[Records from a dataset]
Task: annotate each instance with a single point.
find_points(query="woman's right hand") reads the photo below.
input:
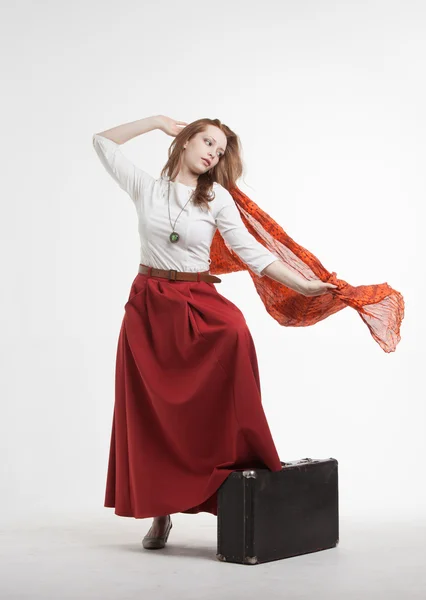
(170, 126)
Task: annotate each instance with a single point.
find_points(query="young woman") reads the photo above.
(188, 407)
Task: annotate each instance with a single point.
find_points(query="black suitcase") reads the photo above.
(265, 515)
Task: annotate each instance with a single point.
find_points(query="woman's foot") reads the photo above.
(158, 533)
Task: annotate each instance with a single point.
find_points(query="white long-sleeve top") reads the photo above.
(195, 226)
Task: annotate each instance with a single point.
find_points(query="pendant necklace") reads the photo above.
(174, 236)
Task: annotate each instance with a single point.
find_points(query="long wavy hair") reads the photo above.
(226, 172)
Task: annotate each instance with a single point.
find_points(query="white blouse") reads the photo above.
(195, 226)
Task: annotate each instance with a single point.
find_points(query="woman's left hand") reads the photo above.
(318, 288)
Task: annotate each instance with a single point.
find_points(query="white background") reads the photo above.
(328, 100)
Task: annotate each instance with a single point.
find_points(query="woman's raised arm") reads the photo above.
(127, 131)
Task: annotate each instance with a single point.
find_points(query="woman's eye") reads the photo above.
(220, 154)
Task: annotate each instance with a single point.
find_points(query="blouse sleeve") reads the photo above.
(129, 177)
(242, 242)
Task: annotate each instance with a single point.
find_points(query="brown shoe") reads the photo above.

__YOUR TASK__
Exactly as they stand, retype all the entries, but omit the pictures.

__RESULT BELOW__
Task: annotate each instance with a single point.
find_points(query="woman's right hand") reads the photo below.
input:
(170, 126)
Task: annotate each instance with a single point.
find_points(query="young woman") reads the photo above.
(188, 407)
Task: annotate each instance with a single point.
find_points(query="black suitcase") reads the photo above.
(265, 515)
Task: annotate each instance with a single point.
find_points(query="woman's foot") reads the photo above.
(158, 533)
Task: annotate each instance with a single point.
find_points(query="white long-sleeve top") reads the photo above.
(195, 226)
Task: annotate each instance with a single point.
find_points(query="pendant necklace") reads the photo above.
(174, 236)
Task: annotate each instance with a single point.
find_points(query="long wavy hair") reads the photo above.
(226, 172)
Task: annotate each instance with a single point.
find_points(query="white blouse") reads the photo above.
(195, 226)
Task: annotate each instance with a single point.
find_points(query="woman's left hand") reads the photo above.
(318, 288)
Task: annotate each instance with a single point.
find_points(query="white background") reads the photo above.
(328, 100)
Task: annotate each instance with a single point.
find_points(query="woman's raised arm") reads the photo above.
(127, 131)
Task: annotate each instance with a single point.
find_points(query="woman's eye") reads the photo above.
(220, 154)
Task: annotate each instance with a single point.
find_points(query="blouse sleeve") reads the photo above.
(129, 177)
(242, 242)
Task: annotate each instance with a single point.
find_points(query="brown shoe") reads the photo above.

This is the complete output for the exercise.